> [TASK GOAL] This exercise calls for every line of the data below with the string "bridge" in it.
(DATA LISTING)
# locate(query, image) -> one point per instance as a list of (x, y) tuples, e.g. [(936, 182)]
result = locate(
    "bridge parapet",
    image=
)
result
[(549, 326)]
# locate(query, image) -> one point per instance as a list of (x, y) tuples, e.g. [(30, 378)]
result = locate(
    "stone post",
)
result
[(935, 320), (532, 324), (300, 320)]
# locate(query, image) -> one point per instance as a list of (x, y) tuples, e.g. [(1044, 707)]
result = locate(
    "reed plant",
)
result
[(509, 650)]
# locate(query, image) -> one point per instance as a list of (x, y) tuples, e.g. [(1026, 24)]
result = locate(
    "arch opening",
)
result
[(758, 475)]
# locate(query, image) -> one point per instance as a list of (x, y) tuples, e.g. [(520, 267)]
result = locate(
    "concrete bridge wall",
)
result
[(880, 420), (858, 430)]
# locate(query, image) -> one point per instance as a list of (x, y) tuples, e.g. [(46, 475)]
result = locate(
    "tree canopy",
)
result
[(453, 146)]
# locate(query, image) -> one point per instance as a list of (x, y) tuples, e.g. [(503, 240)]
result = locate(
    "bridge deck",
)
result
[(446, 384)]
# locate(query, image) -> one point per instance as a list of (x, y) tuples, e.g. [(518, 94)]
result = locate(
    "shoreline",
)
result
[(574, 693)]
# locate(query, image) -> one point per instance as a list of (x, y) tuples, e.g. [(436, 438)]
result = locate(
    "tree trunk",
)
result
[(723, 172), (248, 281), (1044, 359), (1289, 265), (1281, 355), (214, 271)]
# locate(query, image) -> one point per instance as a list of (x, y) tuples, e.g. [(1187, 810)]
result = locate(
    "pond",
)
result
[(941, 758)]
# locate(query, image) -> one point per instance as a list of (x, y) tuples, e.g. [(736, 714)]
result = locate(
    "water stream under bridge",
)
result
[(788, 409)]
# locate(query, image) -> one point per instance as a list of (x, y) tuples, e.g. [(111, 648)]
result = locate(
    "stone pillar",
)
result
(End DATA LISTING)
> [ANSWER SECTION]
    "bridge parapet",
    "concrete bridge wall",
    "bridge deck",
    "water stream under bridge",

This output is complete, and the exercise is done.